#### INSTRUCTIONS FOR THE TASK
Copy all records verbatim.

[Collected data entries]
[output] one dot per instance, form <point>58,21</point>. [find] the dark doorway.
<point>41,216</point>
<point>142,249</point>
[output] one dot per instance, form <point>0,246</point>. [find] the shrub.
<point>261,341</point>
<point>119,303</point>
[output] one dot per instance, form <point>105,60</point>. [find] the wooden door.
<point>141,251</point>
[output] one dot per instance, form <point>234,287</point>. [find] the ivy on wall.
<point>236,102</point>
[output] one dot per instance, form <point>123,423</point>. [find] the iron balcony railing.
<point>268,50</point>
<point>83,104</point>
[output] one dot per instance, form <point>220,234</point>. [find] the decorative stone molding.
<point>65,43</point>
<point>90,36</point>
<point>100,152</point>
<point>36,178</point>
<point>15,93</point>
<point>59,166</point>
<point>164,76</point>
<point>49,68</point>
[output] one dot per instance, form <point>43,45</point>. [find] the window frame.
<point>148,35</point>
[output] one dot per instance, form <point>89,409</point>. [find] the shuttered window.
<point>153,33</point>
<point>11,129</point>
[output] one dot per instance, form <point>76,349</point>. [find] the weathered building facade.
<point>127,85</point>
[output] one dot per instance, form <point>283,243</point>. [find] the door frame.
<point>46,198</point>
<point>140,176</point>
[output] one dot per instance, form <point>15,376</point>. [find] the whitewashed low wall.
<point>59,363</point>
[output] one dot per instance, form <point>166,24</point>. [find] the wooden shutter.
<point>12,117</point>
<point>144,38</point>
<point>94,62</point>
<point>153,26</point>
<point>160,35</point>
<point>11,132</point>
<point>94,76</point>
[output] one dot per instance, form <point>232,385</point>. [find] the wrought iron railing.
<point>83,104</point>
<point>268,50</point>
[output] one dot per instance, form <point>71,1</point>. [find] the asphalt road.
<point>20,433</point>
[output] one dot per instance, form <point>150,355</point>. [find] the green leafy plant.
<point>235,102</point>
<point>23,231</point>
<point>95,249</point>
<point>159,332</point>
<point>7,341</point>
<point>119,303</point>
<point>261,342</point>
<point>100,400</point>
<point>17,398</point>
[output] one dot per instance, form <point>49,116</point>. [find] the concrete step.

#### ANSWER BELOW
[output] one dot per instance, form <point>58,21</point>. [find] the dark doorway.
<point>41,216</point>
<point>142,249</point>
[output] one dot per instance, form <point>0,246</point>. [find] the shrub.
<point>261,341</point>
<point>119,303</point>
[output] one dot per instance, form <point>105,60</point>. [find] the wooden door.
<point>141,251</point>
[output] one dot per instance, form <point>234,287</point>. [find] the ivy on wall.
<point>236,102</point>
[output] one dot per instance, form <point>123,423</point>. [find] the iron balcony railing.
<point>268,50</point>
<point>83,104</point>
[output] one dot per instance, form <point>220,234</point>. [find] the decorative stone molding.
<point>65,43</point>
<point>90,36</point>
<point>100,152</point>
<point>36,178</point>
<point>15,93</point>
<point>59,166</point>
<point>164,76</point>
<point>49,68</point>
[output] one dot per instance, form <point>43,45</point>. [find] the window frame.
<point>148,35</point>
[output] one dot per instance, form <point>89,409</point>. [find] the shuttered window.
<point>153,33</point>
<point>11,129</point>
[output] one dot per instance, form <point>76,349</point>. [find] the weathered building facade.
<point>127,85</point>
[output] one dot per instance, form <point>283,243</point>. [find] the door frame.
<point>46,198</point>
<point>140,176</point>
[output] one dot per instance, form <point>15,376</point>. [find] the whitewashed low wall.
<point>59,363</point>
[output] one dot per instance, form <point>166,24</point>. [find] the wooden shutter.
<point>12,117</point>
<point>144,38</point>
<point>94,62</point>
<point>153,26</point>
<point>160,35</point>
<point>11,132</point>
<point>94,76</point>
[output] one dot per instance, form <point>232,385</point>. [find] the wrought iron railing.
<point>83,104</point>
<point>268,50</point>
[output] one dot per instance, form <point>71,1</point>. [find] the asphalt road.
<point>20,433</point>
[output] one dot per instance, form <point>150,355</point>. [find] the green leafy plant.
<point>235,102</point>
<point>23,231</point>
<point>95,249</point>
<point>159,332</point>
<point>7,341</point>
<point>119,303</point>
<point>261,342</point>
<point>100,400</point>
<point>17,398</point>
[output] one dot per instance, form <point>49,116</point>. [find] the concrete step.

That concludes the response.